## Instruction
Rewrite everything from the start of the records down to the line containing "x=310 y=156", that line included, with every request kept. Scale each answer coordinate (the numbers after x= and y=) by 1.25 and round it to a whole number, with halves rounding up.

------------------------------------------------

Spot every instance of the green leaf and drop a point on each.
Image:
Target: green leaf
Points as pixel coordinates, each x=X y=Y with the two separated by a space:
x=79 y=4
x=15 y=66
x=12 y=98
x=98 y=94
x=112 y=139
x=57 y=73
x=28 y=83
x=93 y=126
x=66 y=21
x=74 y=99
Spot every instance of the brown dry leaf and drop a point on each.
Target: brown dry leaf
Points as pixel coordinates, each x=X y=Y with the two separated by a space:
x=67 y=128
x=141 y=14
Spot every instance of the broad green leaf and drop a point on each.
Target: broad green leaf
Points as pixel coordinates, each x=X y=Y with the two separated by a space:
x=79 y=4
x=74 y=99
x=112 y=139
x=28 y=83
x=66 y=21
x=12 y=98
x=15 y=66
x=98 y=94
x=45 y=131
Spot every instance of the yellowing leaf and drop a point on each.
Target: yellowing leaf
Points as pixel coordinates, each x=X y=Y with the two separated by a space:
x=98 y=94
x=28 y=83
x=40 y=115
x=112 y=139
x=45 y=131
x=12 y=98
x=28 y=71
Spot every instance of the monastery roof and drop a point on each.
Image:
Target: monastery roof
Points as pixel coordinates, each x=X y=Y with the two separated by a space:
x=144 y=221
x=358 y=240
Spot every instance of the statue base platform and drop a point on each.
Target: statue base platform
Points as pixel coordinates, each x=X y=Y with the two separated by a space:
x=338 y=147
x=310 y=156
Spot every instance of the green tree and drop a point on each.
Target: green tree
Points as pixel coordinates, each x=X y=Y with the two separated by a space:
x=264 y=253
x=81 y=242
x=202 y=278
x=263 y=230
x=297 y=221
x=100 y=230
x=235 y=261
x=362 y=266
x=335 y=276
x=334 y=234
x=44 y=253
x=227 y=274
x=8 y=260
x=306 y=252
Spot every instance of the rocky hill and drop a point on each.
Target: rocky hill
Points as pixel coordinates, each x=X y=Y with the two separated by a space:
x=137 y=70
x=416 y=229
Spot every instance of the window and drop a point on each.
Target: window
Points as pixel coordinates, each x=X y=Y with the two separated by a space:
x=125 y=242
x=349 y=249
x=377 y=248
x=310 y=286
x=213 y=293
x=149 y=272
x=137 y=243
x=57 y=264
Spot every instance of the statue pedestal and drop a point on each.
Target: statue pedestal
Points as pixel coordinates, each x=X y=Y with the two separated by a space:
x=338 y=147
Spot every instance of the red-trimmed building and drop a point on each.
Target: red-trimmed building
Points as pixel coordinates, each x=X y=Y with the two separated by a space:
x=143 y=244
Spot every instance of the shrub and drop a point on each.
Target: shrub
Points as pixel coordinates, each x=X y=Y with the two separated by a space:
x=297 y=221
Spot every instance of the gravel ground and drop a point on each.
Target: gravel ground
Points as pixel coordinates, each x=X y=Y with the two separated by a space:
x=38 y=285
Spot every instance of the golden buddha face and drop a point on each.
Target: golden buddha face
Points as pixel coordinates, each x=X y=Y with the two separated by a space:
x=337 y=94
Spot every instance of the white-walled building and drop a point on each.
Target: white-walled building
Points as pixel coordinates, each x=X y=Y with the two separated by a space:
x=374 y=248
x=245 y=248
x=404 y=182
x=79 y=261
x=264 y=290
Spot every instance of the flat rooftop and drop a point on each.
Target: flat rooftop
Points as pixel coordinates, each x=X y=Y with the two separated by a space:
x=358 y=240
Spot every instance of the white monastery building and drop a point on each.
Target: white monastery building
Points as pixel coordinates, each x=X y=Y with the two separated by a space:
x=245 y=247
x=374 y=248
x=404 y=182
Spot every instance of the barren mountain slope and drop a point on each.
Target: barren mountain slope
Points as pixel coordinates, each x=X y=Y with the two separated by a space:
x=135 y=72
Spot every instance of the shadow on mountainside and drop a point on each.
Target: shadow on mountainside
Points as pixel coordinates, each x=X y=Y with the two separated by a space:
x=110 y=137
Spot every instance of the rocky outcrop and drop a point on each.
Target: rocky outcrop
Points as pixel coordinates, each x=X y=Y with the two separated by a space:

------------------------------------------------

## Task solution
Spot every instance of the green leaf and drop a point on each.
Image:
Target: green leaf
Points as pixel coordinates, each x=X y=Y with the two separated by a space:
x=99 y=5
x=19 y=83
x=15 y=123
x=123 y=118
x=140 y=174
x=71 y=91
x=35 y=104
x=116 y=158
x=83 y=26
x=93 y=124
Spot every instance of the brown dry leaf and drop a point on each.
Target: brown dry leaf
Points as pixel coordinates, each x=X y=Y with the two separated by a space:
x=84 y=160
x=176 y=18
Spot every instance of the broad green leaf and drop a point on each.
Target: broad green leaf
Points as pixel coordinates, each x=X y=Y with the two separated by a space:
x=99 y=5
x=93 y=124
x=140 y=174
x=35 y=104
x=83 y=26
x=15 y=123
x=19 y=83
x=123 y=118
x=56 y=164
Spot every instance of the yellowing leaf and drop a point on each.
Target: yellowing leaf
Points as pixel coordinates, each x=X y=Y with the two separated by a space:
x=123 y=118
x=35 y=104
x=50 y=144
x=140 y=174
x=56 y=164
x=15 y=123
x=35 y=89
Spot every instance of the monastery roof and drop a point on each.
Image:
Target: monastery roof
Points as pixel coordinates, each x=X y=Y with the two separated by a space:
x=180 y=276
x=448 y=300
Spot every instance of the statue base platform and drop a point on each.
Target: statue base platform
Points as pixel coordinates, each x=X y=Y with the two separated by a space:
x=423 y=184
x=388 y=195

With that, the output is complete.